Tâche à réaliser :: Relevez toutes les références bibliographiques citées entre parenthèses dans le texte sur les pratiques numériques des adolescents, en indiquant pour chacune l'auteur et l'année.

Extrait du texte ::

────────────────────

Les pratiques numériques des adolescents font désormais partie intégrante de leur vie et bousculent les schémas éducatifs familiaux. Dans toutes les familles, les parents recourent, avec plus ou moins de succès, à des stratégies variées pour réguler l’usage des appareils numériques, dont ils ont une perception ambivalente. Soumis à diverses contraintes, le contrôle parental varie en fonction des milieux sociaux et diffère selon la propre proximité des parents avec la culture numérique.
1La complexité de l’éducation familiale contemporaine tient à la nécessité d’assurer un contrôle parental répondant aux enjeux de conformité et de réussite scolaire, tout en maintenant une relation de qualité, favorable à l’épanouissement et l’autonomisation de l’enfant (Singly, 1996). La régulation des activités numériques s’inscrit dans ce cadre.
2Au cours de l’adolescence, la relation parent-enfants est déstabilisée par de nouveaux modèles de référence concurrençant les modèles familiaux. Les comportements, activités et préférences culturelles des adolescents se redéfinissent au sein du groupe de pairs et se caractérisent par une adhésion grandissante à la culture de masse, dont les technologies numériques sont des vecteurs majeurs. La chambre, à l’abri du regard des adultes, est un espace privilégié de développement des cultures juvéniles (Glevarec, 2009). Les parents s’efforcent d’accompagner ces transitions en mettant en place des stratégies de contrôle et de régulation, en particulier pour les activités numériques qu’ils cherchent à articuler avec les objectifs de réussite scolaire, de sécurité et d’épanouissement. La préservation d’un équilibre familial et des relations affectives entre parents et enfants est également en jeu. La tâche est d’autant plus ardue que les adolescents sont soucieux de préserver leur espace de liberté (Zaffran, 2010 ; Barrère, 2015).

────────────────────

Lignes fournies ::
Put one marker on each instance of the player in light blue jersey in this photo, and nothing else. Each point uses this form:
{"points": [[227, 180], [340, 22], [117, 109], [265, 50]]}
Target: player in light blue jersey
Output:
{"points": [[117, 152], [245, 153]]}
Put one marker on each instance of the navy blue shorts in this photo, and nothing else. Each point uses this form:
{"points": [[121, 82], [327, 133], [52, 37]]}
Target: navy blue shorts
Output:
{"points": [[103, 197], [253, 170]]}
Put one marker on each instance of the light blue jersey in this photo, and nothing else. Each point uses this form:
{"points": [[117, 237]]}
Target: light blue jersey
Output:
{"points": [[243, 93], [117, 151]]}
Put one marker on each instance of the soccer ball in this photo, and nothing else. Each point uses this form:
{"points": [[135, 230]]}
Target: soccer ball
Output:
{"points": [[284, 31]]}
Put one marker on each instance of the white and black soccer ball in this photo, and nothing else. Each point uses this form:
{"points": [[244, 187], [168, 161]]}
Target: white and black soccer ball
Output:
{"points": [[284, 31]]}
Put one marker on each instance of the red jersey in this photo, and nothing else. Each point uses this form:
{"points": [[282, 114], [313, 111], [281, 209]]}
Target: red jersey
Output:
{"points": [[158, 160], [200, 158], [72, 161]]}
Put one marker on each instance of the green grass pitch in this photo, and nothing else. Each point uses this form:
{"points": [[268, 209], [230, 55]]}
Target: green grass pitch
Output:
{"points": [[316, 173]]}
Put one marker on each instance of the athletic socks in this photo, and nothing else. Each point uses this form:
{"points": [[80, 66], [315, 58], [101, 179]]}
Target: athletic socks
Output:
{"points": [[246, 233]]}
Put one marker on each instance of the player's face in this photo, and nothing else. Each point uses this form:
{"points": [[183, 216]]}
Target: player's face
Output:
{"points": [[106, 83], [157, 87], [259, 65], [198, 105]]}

────────────────────

Corrigé de l'exercice ::
- Singly, 1996
- Glevarec, 2009
- Zaffran, 2010
- Barrère, 2015